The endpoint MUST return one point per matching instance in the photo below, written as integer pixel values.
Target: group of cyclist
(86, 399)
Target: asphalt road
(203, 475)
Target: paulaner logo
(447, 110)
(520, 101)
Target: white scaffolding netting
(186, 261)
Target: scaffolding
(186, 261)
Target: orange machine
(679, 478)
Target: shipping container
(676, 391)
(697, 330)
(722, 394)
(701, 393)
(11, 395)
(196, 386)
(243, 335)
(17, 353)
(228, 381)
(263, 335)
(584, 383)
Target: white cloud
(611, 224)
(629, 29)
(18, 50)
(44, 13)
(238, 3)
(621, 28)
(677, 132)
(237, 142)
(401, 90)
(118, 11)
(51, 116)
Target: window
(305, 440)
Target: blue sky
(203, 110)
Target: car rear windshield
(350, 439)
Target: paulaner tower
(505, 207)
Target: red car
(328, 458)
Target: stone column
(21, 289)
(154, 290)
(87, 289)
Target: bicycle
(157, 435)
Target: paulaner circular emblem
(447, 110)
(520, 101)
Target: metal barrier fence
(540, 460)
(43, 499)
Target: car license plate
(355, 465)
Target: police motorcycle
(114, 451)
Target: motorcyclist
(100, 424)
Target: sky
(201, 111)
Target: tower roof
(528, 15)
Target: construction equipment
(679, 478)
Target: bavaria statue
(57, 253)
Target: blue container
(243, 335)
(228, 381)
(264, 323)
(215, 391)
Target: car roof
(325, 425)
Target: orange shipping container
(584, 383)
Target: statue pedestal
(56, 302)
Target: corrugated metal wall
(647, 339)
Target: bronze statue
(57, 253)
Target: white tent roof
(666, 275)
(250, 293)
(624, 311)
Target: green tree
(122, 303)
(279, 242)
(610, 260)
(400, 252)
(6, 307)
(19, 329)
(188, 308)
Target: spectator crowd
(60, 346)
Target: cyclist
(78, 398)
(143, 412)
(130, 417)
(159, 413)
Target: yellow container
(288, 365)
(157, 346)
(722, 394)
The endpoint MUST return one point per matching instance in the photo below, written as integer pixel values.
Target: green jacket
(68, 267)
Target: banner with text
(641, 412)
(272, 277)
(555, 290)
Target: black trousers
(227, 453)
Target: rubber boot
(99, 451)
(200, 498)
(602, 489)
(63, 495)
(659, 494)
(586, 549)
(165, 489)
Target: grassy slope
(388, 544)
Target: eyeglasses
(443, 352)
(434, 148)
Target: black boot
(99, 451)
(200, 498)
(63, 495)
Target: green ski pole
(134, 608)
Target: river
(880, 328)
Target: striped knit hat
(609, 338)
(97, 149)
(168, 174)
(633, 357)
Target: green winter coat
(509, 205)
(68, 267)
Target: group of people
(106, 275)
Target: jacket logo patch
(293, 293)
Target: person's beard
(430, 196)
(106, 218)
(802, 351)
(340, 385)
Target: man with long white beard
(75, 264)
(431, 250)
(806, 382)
────────
## Written request:
Output every line of the rows above as a JSON list of strings, one string per line, with blank lines omitted.

## Problem solution:
[
  "The endpoint MUST return one point per matching instance in the photo below, written as integer pixel values.",
  "Target: group of cyclist",
  "(86, 399)",
  "Target: asphalt road",
  "(203, 475)",
  "Target: paulaner logo",
  "(447, 110)",
  "(520, 101)",
  "Target: white scaffolding netting",
  "(186, 261)",
  "Target: scaffolding",
  "(186, 261)",
  "Target: orange machine",
  "(679, 478)",
  "Target: shipping container",
  "(676, 391)",
  "(697, 330)",
  "(722, 394)",
  "(701, 393)",
  "(11, 395)",
  "(196, 386)",
  "(243, 335)",
  "(17, 353)",
  "(228, 381)",
  "(263, 335)",
  "(584, 383)",
  "Target: white cloud",
  "(611, 224)",
  "(629, 29)",
  "(18, 50)",
  "(44, 13)",
  "(238, 3)",
  "(621, 28)",
  "(677, 132)",
  "(237, 142)",
  "(401, 90)",
  "(118, 11)",
  "(51, 116)",
  "Target: window",
  "(305, 440)",
  "Target: blue sky",
  "(203, 110)",
  "Target: car rear windshield",
  "(350, 439)",
  "Target: paulaner tower",
  "(505, 207)",
  "Target: red car",
  "(328, 458)",
  "Target: stone column",
  "(21, 289)",
  "(154, 290)",
  "(87, 289)",
  "Target: bicycle",
  "(157, 435)",
  "Target: paulaner circular emblem",
  "(447, 110)",
  "(520, 101)",
  "Target: metal barrier fence",
  "(540, 460)",
  "(43, 499)",
  "Target: car license plate",
  "(355, 465)",
  "Target: police motorcycle",
  "(114, 451)",
  "Target: motorcyclist",
  "(100, 424)",
  "Target: sky",
  "(201, 111)",
  "Target: tower roof",
  "(528, 15)",
  "Target: construction equipment",
  "(679, 478)",
  "Target: bavaria statue",
  "(57, 253)",
  "Target: blue container",
  "(243, 335)",
  "(228, 381)",
  "(264, 323)",
  "(215, 391)",
  "Target: car roof",
  "(325, 425)",
  "Target: orange shipping container",
  "(584, 383)",
  "Target: statue pedestal",
  "(56, 302)",
  "Target: corrugated metal wall",
  "(647, 339)",
  "Target: bronze statue",
  "(57, 253)",
  "Target: white tent roof",
  "(666, 275)",
  "(250, 293)",
  "(624, 311)",
  "Target: green tree",
  "(122, 303)",
  "(279, 242)",
  "(610, 260)",
  "(400, 252)",
  "(6, 307)",
  "(19, 329)",
  "(188, 308)",
  "Target: spectator crowd",
  "(60, 346)",
  "Target: cyclist",
  "(78, 398)",
  "(143, 412)",
  "(130, 417)",
  "(159, 413)",
  "Target: yellow container",
  "(288, 365)",
  "(157, 346)",
  "(722, 394)",
  "The endpoint MUST return one point per matching instance in the photo below, written as integer pixel values.",
  "Target: green jacket",
  "(68, 267)",
  "Target: banner with text",
  "(641, 412)",
  "(272, 277)",
  "(555, 290)",
  "Target: black trousers",
  "(227, 453)",
  "Target: rubber boot",
  "(99, 451)",
  "(200, 498)",
  "(602, 489)",
  "(63, 495)",
  "(659, 494)",
  "(586, 549)",
  "(165, 489)",
  "Target: grassy slope",
  "(388, 544)",
  "Target: eyeglasses",
  "(443, 352)",
  "(434, 148)",
  "Target: black boot",
  "(99, 451)",
  "(200, 498)",
  "(63, 495)",
  "Target: green ski pole",
  "(134, 608)",
  "Target: river",
  "(880, 328)",
  "Target: striped knit hat",
  "(609, 338)",
  "(97, 149)",
  "(168, 174)",
  "(633, 357)",
  "Target: green winter coat",
  "(509, 205)",
  "(68, 267)",
  "Target: group of people",
  "(106, 275)",
  "Target: jacket logo patch",
  "(293, 293)",
  "Target: person's beard",
  "(430, 196)",
  "(106, 218)",
  "(802, 351)",
  "(340, 385)",
  "Target: man with long white beard",
  "(75, 264)",
  "(431, 250)",
  "(806, 382)"
]